◆ **PROMPT**:
From the passage on the global memory pool below, list every thing that the user requirement is said to indicate.

◆ **PASSAGE SHOWN**:
For example, the node 111 is configured with storage medium characteristic of a plurality of types of storage media. The user requirement indicates an access speed range or a specific access speed, and the node 111 determines, from the global memory pool, a storage medium that meets the user requirement. For example, the user requirement indicates an access speed of a memory. The node 111 selects, from the global memory pool, a storage medium that meets the access speed of the memory, for example, at least one of a DRAM or an SCM. Example 1: The node 111 determines, based on the user requirement and the storage medium characteristic, to write the processed data into a storage space that is of the computing node in the global memory pool and that is indicated by the first address. The storage space that is of the computing node and that is indicated by the first address meets the access speed indicated by the user requirement. Therefore, the processed data is stored in a local memory on a computing side in the global memory pool, to perform local memory access. This effectively shortens data processing duration and improves a data transmission speed.

◆ **DATA SECTION**:
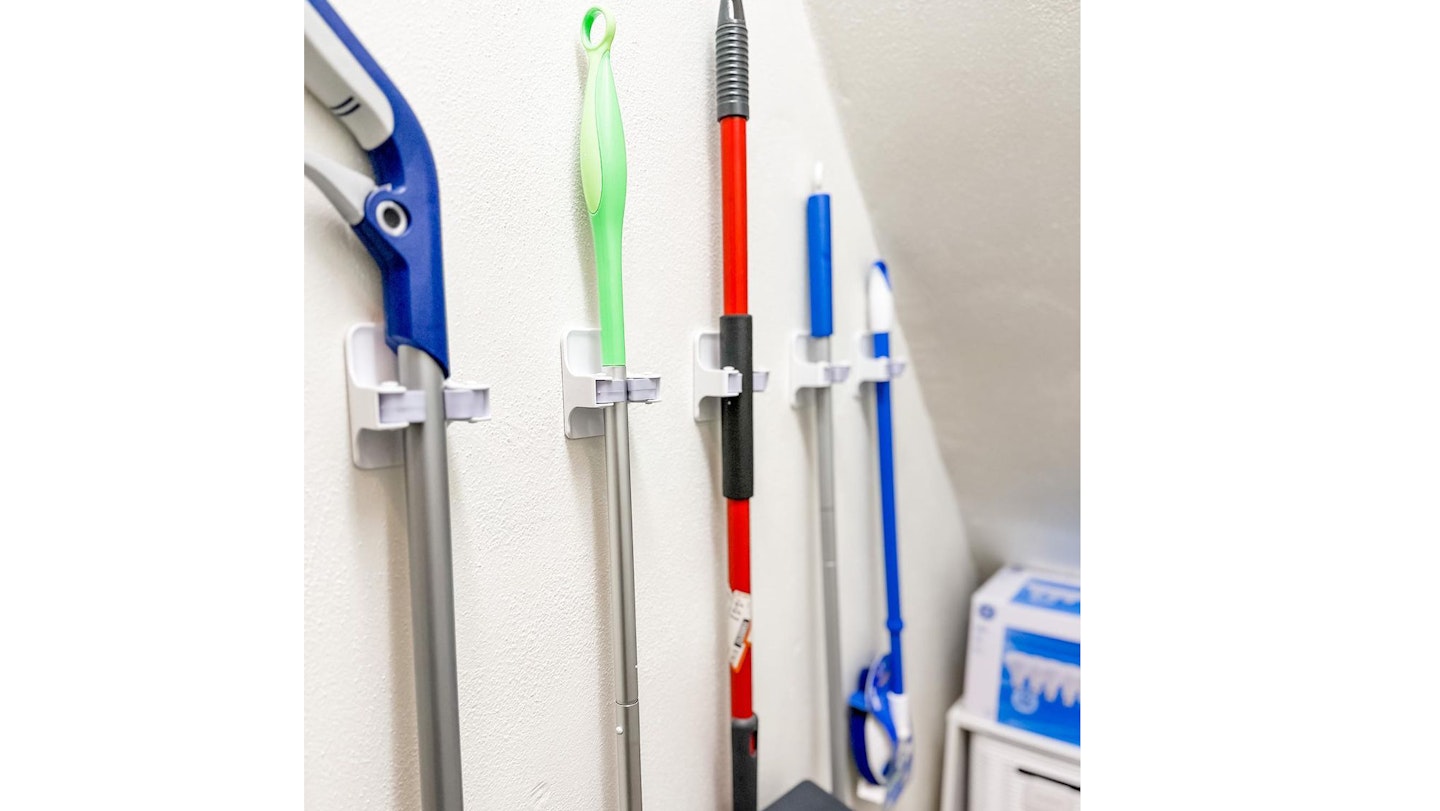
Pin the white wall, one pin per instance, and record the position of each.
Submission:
(498, 91)
(964, 124)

◆ **WRITTEN ANSWER**:
- An access speed range
- A specific access speed
- An access speed of a memory